Given instruction | Please write out every line of the material below word for word, leaving the pictures out.

#### Extracted data

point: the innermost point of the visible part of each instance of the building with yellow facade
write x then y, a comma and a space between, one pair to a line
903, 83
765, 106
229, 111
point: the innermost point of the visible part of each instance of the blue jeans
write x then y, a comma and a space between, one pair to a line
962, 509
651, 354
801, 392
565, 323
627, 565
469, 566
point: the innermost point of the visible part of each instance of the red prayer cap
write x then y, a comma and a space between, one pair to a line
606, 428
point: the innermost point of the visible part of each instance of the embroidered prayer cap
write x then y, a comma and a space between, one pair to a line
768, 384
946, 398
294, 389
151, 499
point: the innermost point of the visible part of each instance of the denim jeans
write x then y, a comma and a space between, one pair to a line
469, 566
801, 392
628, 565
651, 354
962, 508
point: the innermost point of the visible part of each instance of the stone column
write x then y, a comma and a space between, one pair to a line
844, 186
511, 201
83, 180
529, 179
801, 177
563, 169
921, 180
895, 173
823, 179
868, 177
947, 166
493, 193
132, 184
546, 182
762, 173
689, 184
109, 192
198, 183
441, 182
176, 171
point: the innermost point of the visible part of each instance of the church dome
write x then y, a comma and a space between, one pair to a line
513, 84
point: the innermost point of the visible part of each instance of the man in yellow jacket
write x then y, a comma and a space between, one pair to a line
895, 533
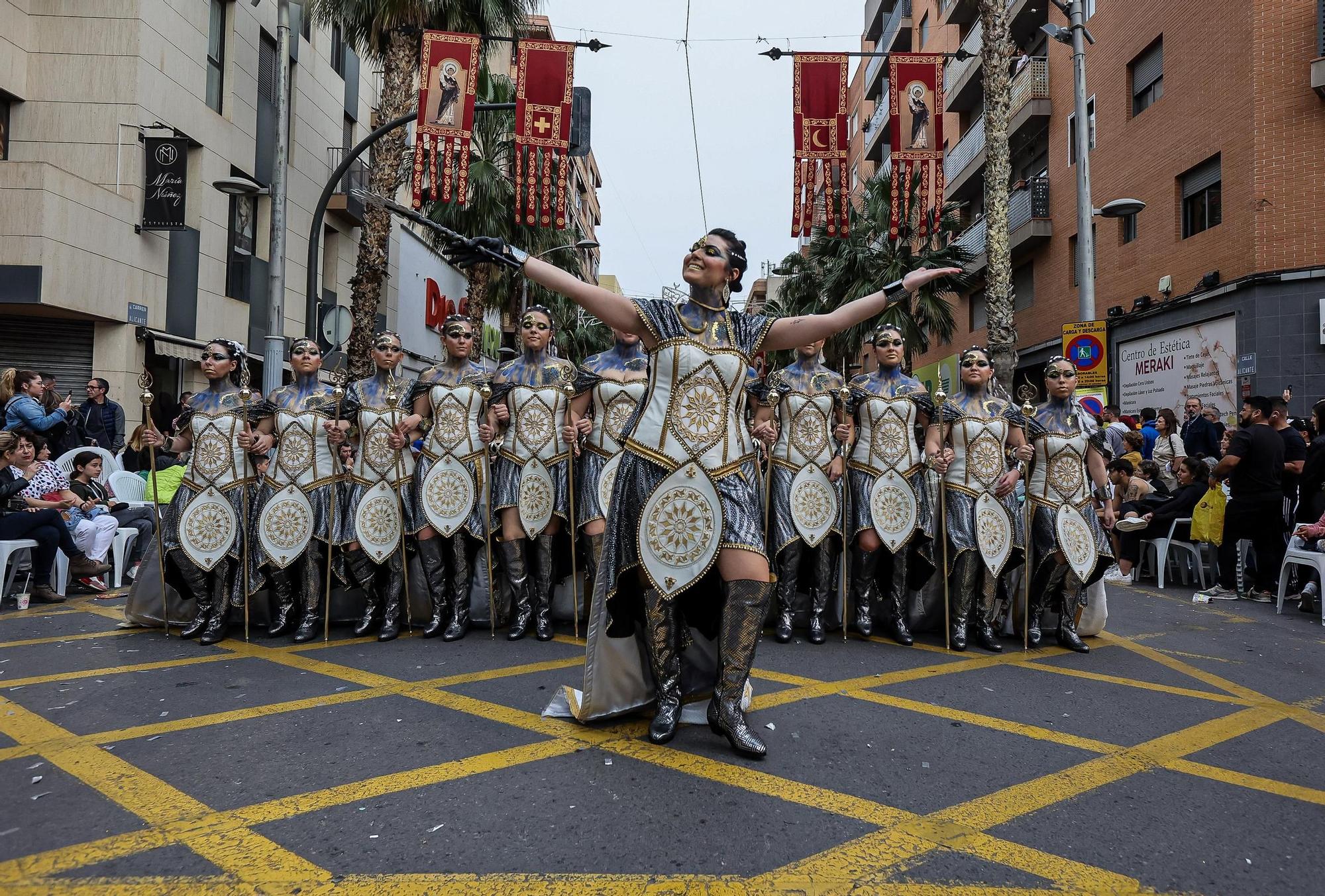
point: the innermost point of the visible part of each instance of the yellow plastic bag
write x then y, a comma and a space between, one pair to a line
1208, 520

########

The response |
point: the innermost point of the visible part of each instance of the building with yellow facade
write x then y, a comma and a space between, one pair to a line
903, 83
765, 106
229, 111
point: the innermost point of the visible part of each instance of the blue jeans
write x then y, a comma and a space between, one pair to a line
962, 509
651, 354
801, 392
565, 323
627, 565
469, 566
point: the innermost point of the visible part of each instance of the red prayer cap
write x then y, a comma and a space between, one pair to a line
606, 428
point: the innermost point of the visible part of each instance of the embroidered prayer cap
write x then y, a comma and a space between, one pair to a line
768, 384
946, 398
294, 389
151, 499
point: the innermost point of the visible part of each instance of the denim jeans
write x then y, a comma and a space between, one pair to a line
469, 566
801, 392
628, 565
651, 354
962, 508
point: the innermost point of the visible part of each instance of the stone column
write x then y, a comma and a space between, one pair to a line
844, 186
511, 201
83, 180
529, 179
801, 177
563, 169
921, 180
895, 173
823, 179
868, 177
947, 166
493, 193
132, 184
546, 182
762, 173
689, 184
109, 192
198, 183
441, 182
176, 171
point: the innermost point of the visible part of each instance of the church dome
write x then y, a comma and a space between, one pair to a line
513, 84
point: the innermost point of the visible part of each instance of the man in yellow jacket
write x then y, a comma and a space between, one pair to a line
895, 533
point: the innermost point of the visible part of each instance of the yellow plastic bag
write x then y, a comma and a space between, one pair to a line
1208, 520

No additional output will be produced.